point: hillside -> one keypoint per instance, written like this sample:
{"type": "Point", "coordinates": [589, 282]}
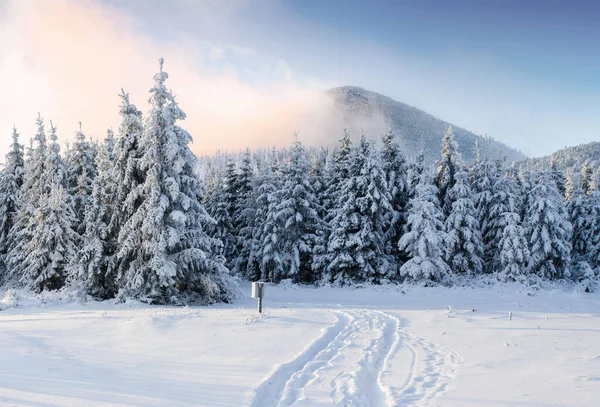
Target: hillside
{"type": "Point", "coordinates": [416, 129]}
{"type": "Point", "coordinates": [569, 159]}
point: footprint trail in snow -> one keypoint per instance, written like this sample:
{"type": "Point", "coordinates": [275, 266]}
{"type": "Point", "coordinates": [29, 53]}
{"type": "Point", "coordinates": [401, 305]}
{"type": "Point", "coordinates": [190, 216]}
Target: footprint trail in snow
{"type": "Point", "coordinates": [365, 359]}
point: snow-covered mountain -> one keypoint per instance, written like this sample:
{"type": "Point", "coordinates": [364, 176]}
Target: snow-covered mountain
{"type": "Point", "coordinates": [417, 130]}
{"type": "Point", "coordinates": [570, 159]}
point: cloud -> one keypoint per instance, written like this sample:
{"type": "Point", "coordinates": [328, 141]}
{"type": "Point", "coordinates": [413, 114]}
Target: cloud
{"type": "Point", "coordinates": [68, 60]}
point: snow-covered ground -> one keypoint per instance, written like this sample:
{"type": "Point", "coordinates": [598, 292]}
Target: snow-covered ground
{"type": "Point", "coordinates": [312, 347]}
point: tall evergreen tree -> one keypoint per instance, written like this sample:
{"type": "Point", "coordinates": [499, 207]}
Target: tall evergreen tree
{"type": "Point", "coordinates": [230, 203]}
{"type": "Point", "coordinates": [298, 217]}
{"type": "Point", "coordinates": [548, 230]}
{"type": "Point", "coordinates": [55, 169]}
{"type": "Point", "coordinates": [339, 174]}
{"type": "Point", "coordinates": [513, 249]}
{"type": "Point", "coordinates": [11, 180]}
{"type": "Point", "coordinates": [82, 171]}
{"type": "Point", "coordinates": [243, 214]}
{"type": "Point", "coordinates": [558, 177]}
{"type": "Point", "coordinates": [94, 269]}
{"type": "Point", "coordinates": [30, 194]}
{"type": "Point", "coordinates": [394, 167]}
{"type": "Point", "coordinates": [415, 171]}
{"type": "Point", "coordinates": [579, 210]}
{"type": "Point", "coordinates": [128, 176]}
{"type": "Point", "coordinates": [464, 241]}
{"type": "Point", "coordinates": [267, 259]}
{"type": "Point", "coordinates": [356, 250]}
{"type": "Point", "coordinates": [424, 238]}
{"type": "Point", "coordinates": [447, 167]}
{"type": "Point", "coordinates": [504, 199]}
{"type": "Point", "coordinates": [483, 177]}
{"type": "Point", "coordinates": [53, 243]}
{"type": "Point", "coordinates": [174, 259]}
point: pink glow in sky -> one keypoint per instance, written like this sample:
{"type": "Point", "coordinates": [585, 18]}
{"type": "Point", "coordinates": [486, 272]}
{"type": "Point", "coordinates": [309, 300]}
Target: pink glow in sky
{"type": "Point", "coordinates": [68, 60]}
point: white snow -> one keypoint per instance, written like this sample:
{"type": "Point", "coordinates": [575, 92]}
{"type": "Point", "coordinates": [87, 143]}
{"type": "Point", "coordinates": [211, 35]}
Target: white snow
{"type": "Point", "coordinates": [406, 346]}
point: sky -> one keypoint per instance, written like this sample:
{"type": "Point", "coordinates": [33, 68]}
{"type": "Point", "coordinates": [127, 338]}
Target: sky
{"type": "Point", "coordinates": [250, 73]}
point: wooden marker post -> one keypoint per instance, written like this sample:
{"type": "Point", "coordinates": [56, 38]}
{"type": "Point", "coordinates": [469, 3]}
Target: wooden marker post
{"type": "Point", "coordinates": [258, 291]}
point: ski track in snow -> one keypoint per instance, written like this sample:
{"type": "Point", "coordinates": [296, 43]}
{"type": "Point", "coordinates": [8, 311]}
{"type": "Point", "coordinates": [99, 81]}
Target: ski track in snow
{"type": "Point", "coordinates": [353, 363]}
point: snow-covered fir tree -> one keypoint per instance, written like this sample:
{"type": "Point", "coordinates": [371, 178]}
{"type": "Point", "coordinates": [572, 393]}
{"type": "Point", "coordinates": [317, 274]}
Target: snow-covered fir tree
{"type": "Point", "coordinates": [30, 194]}
{"type": "Point", "coordinates": [229, 202]}
{"type": "Point", "coordinates": [222, 228]}
{"type": "Point", "coordinates": [267, 259]}
{"type": "Point", "coordinates": [504, 200]}
{"type": "Point", "coordinates": [82, 171]}
{"type": "Point", "coordinates": [483, 178]}
{"type": "Point", "coordinates": [320, 178]}
{"type": "Point", "coordinates": [53, 242]}
{"type": "Point", "coordinates": [243, 214]}
{"type": "Point", "coordinates": [464, 241]}
{"type": "Point", "coordinates": [298, 217]}
{"type": "Point", "coordinates": [94, 269]}
{"type": "Point", "coordinates": [174, 258]}
{"type": "Point", "coordinates": [425, 239]}
{"type": "Point", "coordinates": [11, 180]}
{"type": "Point", "coordinates": [340, 172]}
{"type": "Point", "coordinates": [415, 171]}
{"type": "Point", "coordinates": [513, 249]}
{"type": "Point", "coordinates": [55, 169]}
{"type": "Point", "coordinates": [128, 176]}
{"type": "Point", "coordinates": [559, 178]}
{"type": "Point", "coordinates": [356, 248]}
{"type": "Point", "coordinates": [548, 230]}
{"type": "Point", "coordinates": [447, 167]}
{"type": "Point", "coordinates": [394, 167]}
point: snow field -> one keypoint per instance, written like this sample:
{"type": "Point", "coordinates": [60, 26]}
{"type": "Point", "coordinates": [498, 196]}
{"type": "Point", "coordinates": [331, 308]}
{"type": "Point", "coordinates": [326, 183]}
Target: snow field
{"type": "Point", "coordinates": [312, 347]}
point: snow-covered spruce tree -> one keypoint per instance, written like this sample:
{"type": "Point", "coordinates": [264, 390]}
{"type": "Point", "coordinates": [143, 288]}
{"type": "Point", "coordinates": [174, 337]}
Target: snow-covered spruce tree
{"type": "Point", "coordinates": [394, 167]}
{"type": "Point", "coordinates": [267, 258]}
{"type": "Point", "coordinates": [585, 181]}
{"type": "Point", "coordinates": [338, 176]}
{"type": "Point", "coordinates": [230, 197]}
{"type": "Point", "coordinates": [94, 270]}
{"type": "Point", "coordinates": [82, 171]}
{"type": "Point", "coordinates": [11, 180]}
{"type": "Point", "coordinates": [483, 177]}
{"type": "Point", "coordinates": [297, 215]}
{"type": "Point", "coordinates": [127, 174]}
{"type": "Point", "coordinates": [265, 186]}
{"type": "Point", "coordinates": [558, 177]}
{"type": "Point", "coordinates": [592, 247]}
{"type": "Point", "coordinates": [504, 199]}
{"type": "Point", "coordinates": [243, 215]}
{"type": "Point", "coordinates": [579, 208]}
{"type": "Point", "coordinates": [53, 242]}
{"type": "Point", "coordinates": [356, 247]}
{"type": "Point", "coordinates": [424, 238]}
{"type": "Point", "coordinates": [30, 194]}
{"type": "Point", "coordinates": [447, 167]}
{"type": "Point", "coordinates": [415, 171]}
{"type": "Point", "coordinates": [548, 230]}
{"type": "Point", "coordinates": [320, 178]}
{"type": "Point", "coordinates": [216, 206]}
{"type": "Point", "coordinates": [464, 241]}
{"type": "Point", "coordinates": [55, 170]}
{"type": "Point", "coordinates": [513, 249]}
{"type": "Point", "coordinates": [173, 259]}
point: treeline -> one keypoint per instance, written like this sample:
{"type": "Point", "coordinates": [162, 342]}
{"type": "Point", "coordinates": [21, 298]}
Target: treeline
{"type": "Point", "coordinates": [131, 218]}
{"type": "Point", "coordinates": [358, 213]}
{"type": "Point", "coordinates": [119, 219]}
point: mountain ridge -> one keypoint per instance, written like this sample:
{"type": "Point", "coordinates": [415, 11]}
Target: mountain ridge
{"type": "Point", "coordinates": [416, 129]}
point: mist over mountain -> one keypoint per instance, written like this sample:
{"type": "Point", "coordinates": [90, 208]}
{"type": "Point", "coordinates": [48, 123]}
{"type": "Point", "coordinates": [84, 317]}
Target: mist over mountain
{"type": "Point", "coordinates": [569, 159]}
{"type": "Point", "coordinates": [370, 112]}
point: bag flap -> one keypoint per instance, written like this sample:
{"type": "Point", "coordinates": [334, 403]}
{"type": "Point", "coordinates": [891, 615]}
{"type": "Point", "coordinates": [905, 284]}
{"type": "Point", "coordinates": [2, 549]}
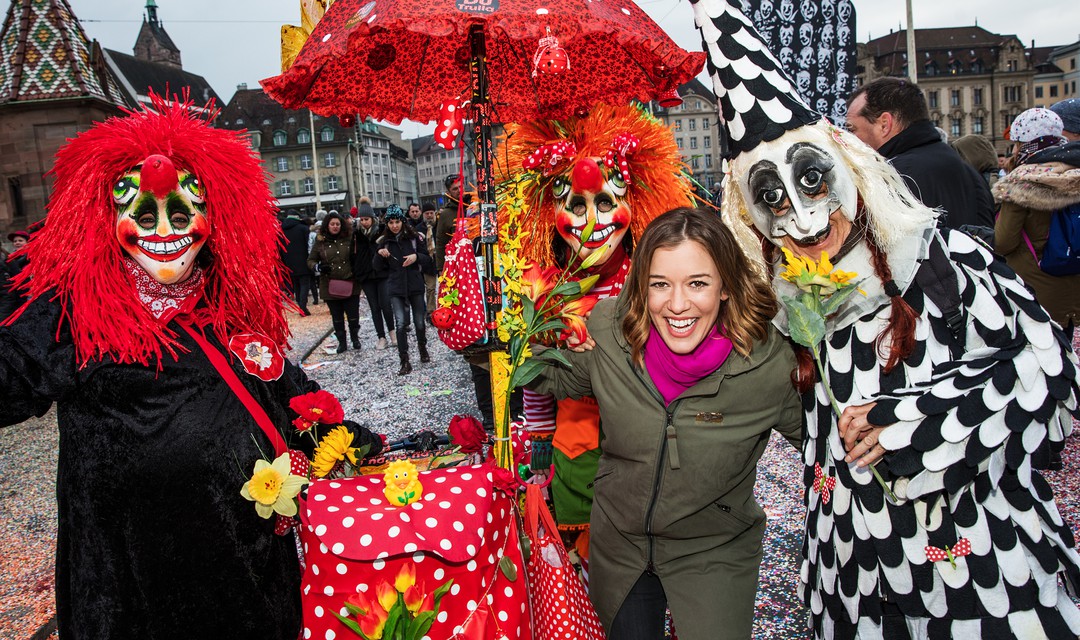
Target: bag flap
{"type": "Point", "coordinates": [354, 518]}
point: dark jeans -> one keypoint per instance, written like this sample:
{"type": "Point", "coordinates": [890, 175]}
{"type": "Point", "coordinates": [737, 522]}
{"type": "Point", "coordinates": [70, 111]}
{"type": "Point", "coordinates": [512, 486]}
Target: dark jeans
{"type": "Point", "coordinates": [378, 301]}
{"type": "Point", "coordinates": [301, 285]}
{"type": "Point", "coordinates": [402, 307]}
{"type": "Point", "coordinates": [642, 614]}
{"type": "Point", "coordinates": [340, 309]}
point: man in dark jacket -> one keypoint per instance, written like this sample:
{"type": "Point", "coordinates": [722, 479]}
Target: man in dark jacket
{"type": "Point", "coordinates": [295, 256]}
{"type": "Point", "coordinates": [444, 230]}
{"type": "Point", "coordinates": [890, 114]}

————

All lines from the one containing "point: dark jeans" through the final line of the listing above are to be reproduced exactly; include both and add nothing.

#### Answer
point: dark jeans -> one keypoint per instance, written like this sample:
{"type": "Point", "coordinates": [890, 175]}
{"type": "Point", "coordinates": [737, 522]}
{"type": "Point", "coordinates": [70, 111]}
{"type": "Point", "coordinates": [512, 486]}
Target: dark jeans
{"type": "Point", "coordinates": [378, 301]}
{"type": "Point", "coordinates": [301, 285]}
{"type": "Point", "coordinates": [402, 307]}
{"type": "Point", "coordinates": [642, 614]}
{"type": "Point", "coordinates": [340, 309]}
point: man in dark jacket -> one keypoint per instance, written like this sample:
{"type": "Point", "coordinates": [722, 479]}
Target: man in dark jacket
{"type": "Point", "coordinates": [295, 256]}
{"type": "Point", "coordinates": [444, 230]}
{"type": "Point", "coordinates": [890, 114]}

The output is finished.